L’esperienza dei discepoli di Emmaus, narrata dall’evangelista Luca (cfr. Lc 24, 13-35), costituisce una testimonianza paradigmatica della fede pasquale della prima comunità cristiana. Sin dalle origini, infatti, la Chiesa vive la celebrazione liturgica come l’esperienza bruciante (Lc 24,32) dell’incontro con il Signore Gesù e, da questa presenza, essa vede scaturire la gioia dell’annuncio e lo slancio della missione: “Davvero il Signore è risorto!” (Lc 24,34).
Il ciclo di Emmaus, del pittore Arcabas, ce ne offre una testimonianza eloquente. Nella scena finale l’artista sembra renderci testimoni del
vento impetuoso che ha sconvolto e trasfigurato la vita dei due discepoli delusi.

### ISTRUZIONI DI LAVORO
Ricopia il brano su Emmaus, tutto ciò che va da "L’esperienza dei discepoli" giù fino a "due discepoli delusi.", sostituendo "discepoli" con "seguaci". Il materiale riportato più avanti non è necessario.

### DATI REGISTRATI
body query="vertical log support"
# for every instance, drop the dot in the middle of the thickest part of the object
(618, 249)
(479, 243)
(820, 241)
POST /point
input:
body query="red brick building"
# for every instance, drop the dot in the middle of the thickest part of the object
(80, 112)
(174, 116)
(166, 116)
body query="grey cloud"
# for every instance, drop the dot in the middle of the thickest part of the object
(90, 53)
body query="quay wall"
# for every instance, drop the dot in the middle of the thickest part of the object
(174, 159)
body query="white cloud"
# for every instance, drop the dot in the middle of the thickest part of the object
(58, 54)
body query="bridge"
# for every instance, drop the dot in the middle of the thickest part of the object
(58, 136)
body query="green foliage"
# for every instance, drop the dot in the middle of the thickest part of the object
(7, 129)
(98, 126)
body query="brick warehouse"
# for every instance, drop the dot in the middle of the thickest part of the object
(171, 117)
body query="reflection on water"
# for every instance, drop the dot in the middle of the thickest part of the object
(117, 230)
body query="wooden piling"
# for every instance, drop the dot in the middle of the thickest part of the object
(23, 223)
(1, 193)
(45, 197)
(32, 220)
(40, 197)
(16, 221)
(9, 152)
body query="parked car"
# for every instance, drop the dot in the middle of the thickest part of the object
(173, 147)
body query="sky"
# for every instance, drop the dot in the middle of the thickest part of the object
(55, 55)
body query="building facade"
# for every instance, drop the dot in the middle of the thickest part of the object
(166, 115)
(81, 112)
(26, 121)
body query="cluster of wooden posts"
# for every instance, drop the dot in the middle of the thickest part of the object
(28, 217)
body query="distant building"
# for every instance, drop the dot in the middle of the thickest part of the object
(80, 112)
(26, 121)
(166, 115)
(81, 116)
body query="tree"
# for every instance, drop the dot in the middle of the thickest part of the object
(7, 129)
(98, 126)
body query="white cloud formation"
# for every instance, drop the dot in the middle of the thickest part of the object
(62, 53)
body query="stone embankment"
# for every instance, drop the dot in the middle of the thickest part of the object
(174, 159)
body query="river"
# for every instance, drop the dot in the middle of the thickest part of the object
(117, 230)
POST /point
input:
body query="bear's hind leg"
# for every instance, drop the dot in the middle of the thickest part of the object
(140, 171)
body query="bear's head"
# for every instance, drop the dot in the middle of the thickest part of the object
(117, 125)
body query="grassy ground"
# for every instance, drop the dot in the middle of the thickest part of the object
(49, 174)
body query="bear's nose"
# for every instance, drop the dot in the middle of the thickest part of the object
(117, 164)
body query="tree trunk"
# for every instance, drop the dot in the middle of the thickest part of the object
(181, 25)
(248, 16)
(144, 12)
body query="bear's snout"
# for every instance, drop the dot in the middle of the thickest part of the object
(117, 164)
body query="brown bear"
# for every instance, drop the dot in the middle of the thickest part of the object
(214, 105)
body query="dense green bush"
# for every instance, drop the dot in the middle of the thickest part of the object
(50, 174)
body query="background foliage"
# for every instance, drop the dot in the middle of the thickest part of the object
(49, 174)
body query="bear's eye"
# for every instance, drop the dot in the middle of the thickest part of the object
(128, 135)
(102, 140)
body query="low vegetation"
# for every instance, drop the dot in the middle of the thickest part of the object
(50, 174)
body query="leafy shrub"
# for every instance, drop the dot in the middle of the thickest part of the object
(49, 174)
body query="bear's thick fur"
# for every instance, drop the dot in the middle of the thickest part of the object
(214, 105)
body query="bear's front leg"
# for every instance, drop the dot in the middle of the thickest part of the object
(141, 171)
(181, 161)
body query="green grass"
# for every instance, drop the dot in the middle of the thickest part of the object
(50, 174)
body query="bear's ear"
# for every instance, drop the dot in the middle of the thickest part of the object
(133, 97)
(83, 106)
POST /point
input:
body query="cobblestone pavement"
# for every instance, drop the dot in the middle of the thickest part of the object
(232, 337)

### RISULTATO COMPLETO
L’esperienza dei seguaci di Emmaus, narrata dall’evangelista Luca (cfr. Lc 24, 13-35), costituisce una testimonianza paradigmatica della fede pasquale della prima comunità cristiana. Sin dalle origini, infatti, la Chiesa vive la celebrazione liturgica come l’esperienza bruciante (Lc 24,32) dell’incontro con il Signore Gesù e, da questa presenza, essa vede scaturire la gioia dell’annuncio e lo slancio della missione: “Davvero il Signore è risorto!” (Lc 24,34).
Il ciclo di Emmaus, del pittore Arcabas, ce ne offre una testimonianza eloquente. Nella scena finale l’artista sembra renderci testimoni del
vento impetuoso che ha sconvolto e trasfigurato la vita dei due seguaci delusi.